◆ **SHORT TASK**
Starting at the beginning of the data and ending at the line containing "(1, 124), (419, 252)", rewrite every line unchanged, but offset each coordinate in the results by adding 90 to it.

Stored data:

______________________________

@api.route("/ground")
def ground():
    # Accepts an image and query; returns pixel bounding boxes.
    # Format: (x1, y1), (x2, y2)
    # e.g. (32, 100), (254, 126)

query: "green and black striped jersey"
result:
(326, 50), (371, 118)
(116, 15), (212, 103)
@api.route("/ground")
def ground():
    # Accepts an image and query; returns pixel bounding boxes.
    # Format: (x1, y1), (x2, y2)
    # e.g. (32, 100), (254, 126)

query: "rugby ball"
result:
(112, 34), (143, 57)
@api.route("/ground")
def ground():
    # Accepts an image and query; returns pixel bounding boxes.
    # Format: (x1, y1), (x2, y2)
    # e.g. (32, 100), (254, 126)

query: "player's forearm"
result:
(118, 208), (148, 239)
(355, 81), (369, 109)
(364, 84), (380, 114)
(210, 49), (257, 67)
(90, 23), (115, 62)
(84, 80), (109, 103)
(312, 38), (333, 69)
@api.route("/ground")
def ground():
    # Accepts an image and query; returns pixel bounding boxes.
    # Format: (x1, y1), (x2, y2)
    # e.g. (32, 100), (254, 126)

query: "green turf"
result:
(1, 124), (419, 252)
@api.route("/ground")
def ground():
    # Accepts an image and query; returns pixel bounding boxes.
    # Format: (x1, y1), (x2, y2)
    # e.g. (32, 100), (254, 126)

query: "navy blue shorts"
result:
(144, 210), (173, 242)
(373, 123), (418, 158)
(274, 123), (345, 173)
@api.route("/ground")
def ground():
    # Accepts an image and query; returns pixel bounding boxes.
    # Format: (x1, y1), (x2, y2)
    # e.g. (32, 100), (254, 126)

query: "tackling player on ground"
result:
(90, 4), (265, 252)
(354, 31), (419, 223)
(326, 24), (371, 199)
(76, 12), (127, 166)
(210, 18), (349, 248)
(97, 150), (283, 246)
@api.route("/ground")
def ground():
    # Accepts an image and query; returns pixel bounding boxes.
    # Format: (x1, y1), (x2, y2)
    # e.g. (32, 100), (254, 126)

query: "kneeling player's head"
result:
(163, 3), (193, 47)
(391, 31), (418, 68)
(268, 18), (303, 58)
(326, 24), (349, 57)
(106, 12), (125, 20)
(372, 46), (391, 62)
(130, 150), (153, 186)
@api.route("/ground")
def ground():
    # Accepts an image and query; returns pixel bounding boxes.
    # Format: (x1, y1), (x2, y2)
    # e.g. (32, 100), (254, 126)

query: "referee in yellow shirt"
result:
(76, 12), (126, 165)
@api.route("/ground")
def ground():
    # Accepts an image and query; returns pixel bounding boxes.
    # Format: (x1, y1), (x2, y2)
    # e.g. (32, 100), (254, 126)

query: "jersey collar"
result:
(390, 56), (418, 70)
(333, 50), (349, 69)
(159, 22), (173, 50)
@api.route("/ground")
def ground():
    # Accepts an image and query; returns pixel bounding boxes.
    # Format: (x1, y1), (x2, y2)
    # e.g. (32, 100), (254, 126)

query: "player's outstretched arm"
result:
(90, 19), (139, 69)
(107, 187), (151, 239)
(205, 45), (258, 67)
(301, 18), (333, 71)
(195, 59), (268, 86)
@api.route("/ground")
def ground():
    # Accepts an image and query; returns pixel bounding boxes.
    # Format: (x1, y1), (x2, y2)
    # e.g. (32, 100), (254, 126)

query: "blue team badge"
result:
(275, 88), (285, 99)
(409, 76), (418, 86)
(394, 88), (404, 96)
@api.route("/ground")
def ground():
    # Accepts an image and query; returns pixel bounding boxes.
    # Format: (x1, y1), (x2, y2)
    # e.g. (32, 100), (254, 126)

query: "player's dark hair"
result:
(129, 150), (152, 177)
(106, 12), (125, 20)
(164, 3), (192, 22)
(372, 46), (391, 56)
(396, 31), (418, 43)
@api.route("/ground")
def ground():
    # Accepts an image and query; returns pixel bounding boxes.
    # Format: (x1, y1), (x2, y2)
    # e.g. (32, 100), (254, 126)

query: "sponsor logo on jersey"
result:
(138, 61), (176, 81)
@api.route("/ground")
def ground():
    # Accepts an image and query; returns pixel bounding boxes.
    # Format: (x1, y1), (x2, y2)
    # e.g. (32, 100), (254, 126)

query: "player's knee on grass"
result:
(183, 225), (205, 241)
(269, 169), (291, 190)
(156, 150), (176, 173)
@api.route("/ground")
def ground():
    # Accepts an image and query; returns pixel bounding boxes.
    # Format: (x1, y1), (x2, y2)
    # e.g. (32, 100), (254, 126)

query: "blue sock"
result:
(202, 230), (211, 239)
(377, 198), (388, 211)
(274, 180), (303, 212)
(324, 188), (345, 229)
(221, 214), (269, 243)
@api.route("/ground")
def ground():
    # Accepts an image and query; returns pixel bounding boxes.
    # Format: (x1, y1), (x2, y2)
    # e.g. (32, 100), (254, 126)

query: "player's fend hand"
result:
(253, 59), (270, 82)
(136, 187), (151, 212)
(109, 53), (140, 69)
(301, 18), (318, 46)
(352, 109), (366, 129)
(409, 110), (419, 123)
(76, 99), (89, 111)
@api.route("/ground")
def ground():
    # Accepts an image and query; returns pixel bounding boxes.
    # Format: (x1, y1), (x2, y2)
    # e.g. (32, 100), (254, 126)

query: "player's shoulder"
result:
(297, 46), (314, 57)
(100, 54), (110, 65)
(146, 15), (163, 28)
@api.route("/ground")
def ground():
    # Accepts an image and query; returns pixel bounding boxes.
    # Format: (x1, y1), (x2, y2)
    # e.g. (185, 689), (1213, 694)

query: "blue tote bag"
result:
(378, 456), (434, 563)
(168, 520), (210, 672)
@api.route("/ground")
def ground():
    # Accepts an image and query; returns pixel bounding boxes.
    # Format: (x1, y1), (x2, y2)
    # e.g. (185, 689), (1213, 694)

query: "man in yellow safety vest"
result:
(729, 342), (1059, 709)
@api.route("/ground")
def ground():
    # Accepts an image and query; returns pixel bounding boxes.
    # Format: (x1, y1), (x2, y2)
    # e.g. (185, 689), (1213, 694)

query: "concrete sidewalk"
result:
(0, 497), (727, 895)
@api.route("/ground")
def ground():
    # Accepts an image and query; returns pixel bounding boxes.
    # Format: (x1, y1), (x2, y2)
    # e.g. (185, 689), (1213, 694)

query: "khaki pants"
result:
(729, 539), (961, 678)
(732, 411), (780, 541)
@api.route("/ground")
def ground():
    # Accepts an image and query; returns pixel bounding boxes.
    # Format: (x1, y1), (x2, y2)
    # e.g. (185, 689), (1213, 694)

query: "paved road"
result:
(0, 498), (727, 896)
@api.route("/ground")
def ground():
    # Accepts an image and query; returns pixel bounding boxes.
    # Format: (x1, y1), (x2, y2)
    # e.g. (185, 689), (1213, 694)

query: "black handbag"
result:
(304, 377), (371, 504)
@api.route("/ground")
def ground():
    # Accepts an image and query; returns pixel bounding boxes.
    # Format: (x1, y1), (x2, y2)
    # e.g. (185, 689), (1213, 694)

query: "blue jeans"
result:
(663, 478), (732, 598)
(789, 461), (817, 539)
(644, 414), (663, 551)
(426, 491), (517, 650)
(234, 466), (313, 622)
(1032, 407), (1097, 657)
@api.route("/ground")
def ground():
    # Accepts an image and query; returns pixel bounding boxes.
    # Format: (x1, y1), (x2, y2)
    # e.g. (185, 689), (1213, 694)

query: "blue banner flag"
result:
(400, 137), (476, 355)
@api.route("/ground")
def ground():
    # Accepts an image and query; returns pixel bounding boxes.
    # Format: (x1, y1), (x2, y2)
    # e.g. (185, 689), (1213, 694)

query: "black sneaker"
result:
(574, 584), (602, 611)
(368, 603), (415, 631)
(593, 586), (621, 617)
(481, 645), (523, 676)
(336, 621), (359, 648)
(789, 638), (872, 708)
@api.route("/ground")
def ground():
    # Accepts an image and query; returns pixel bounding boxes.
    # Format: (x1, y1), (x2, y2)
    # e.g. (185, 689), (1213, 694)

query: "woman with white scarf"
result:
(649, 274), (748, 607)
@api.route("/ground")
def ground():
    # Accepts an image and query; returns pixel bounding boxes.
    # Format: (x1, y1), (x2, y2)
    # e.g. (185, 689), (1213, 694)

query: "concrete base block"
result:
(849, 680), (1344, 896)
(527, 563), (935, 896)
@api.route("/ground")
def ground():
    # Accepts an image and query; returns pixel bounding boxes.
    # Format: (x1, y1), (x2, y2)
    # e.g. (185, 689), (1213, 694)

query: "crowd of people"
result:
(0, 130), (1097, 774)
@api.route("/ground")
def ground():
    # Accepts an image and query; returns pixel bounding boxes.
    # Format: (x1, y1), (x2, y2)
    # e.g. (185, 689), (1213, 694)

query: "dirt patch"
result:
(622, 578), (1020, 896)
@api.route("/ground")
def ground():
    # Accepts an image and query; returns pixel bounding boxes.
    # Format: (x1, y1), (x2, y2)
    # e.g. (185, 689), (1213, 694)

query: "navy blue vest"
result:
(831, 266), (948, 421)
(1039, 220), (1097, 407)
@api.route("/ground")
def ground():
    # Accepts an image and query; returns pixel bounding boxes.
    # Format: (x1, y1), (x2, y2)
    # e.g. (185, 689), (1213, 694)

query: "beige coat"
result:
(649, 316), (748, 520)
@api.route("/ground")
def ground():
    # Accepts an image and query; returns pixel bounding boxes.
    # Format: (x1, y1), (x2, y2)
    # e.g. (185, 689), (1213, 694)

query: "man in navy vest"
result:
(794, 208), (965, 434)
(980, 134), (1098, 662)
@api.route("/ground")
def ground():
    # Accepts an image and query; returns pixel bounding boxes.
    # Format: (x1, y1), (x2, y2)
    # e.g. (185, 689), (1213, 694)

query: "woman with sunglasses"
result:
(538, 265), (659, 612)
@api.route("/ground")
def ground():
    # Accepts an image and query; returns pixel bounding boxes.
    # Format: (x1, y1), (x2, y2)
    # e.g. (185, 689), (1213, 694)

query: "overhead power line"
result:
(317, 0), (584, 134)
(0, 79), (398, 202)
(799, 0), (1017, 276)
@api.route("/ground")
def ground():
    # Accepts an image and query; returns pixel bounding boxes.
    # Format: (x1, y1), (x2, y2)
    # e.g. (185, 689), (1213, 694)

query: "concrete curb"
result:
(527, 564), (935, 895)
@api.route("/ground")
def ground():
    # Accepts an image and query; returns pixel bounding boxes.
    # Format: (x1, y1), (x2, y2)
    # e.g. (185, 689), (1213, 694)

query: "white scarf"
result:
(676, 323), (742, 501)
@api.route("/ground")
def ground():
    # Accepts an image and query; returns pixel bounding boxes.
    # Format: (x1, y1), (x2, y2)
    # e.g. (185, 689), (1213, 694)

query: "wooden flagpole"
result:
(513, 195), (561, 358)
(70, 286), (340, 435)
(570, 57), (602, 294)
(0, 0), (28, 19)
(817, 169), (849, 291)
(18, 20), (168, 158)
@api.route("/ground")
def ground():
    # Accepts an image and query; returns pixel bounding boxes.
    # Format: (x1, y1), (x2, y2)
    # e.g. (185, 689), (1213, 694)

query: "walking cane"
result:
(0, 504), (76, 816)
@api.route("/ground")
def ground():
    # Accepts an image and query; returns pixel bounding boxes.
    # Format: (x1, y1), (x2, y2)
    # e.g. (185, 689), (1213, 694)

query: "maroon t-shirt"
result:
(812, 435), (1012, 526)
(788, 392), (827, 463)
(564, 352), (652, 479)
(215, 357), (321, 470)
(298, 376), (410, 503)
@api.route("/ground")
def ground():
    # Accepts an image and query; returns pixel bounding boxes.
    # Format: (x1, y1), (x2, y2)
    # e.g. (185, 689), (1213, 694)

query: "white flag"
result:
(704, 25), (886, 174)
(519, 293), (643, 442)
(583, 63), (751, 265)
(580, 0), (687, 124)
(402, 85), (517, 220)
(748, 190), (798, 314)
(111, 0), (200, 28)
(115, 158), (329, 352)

______________________________

◆ **FINAL RESULT**
@api.route("/ground")
def ground():
    # Accepts an image and query; returns pixel bounding boxes.
    # Format: (x1, y1), (x2, y2)
    # e.g. (32, 100), (254, 126)

query: "green and black striped jersey"
result:
(416, 140), (461, 208)
(206, 105), (302, 193)
@api.route("/ground")
def ground():
    # Accepts an image and query; returns pixel bounding boxes.
    # Format: (x1, y1), (x2, y2)
    # e.g. (32, 100), (254, 126)

query: "rugby ball"
result:
(202, 124), (233, 147)
@api.route("/ground")
def ground():
    # Accepts an image and query; returns pixel bounding boxes.
    # Format: (x1, y1), (x2, y2)
    # e.g. (32, 100), (254, 126)

query: "player's forearm"
result:
(208, 298), (238, 329)
(445, 171), (459, 199)
(454, 174), (470, 204)
(300, 139), (347, 157)
(180, 113), (205, 152)
(174, 170), (199, 193)
(402, 128), (423, 159)
@api.route("/ground")
def ground():
    # Accepts an image and query; returns pixel bounding boxes.
    # Format: (x1, y1), (x2, y2)
    # e.g. (32, 100), (254, 126)

query: "green turf"
result:
(91, 214), (509, 342)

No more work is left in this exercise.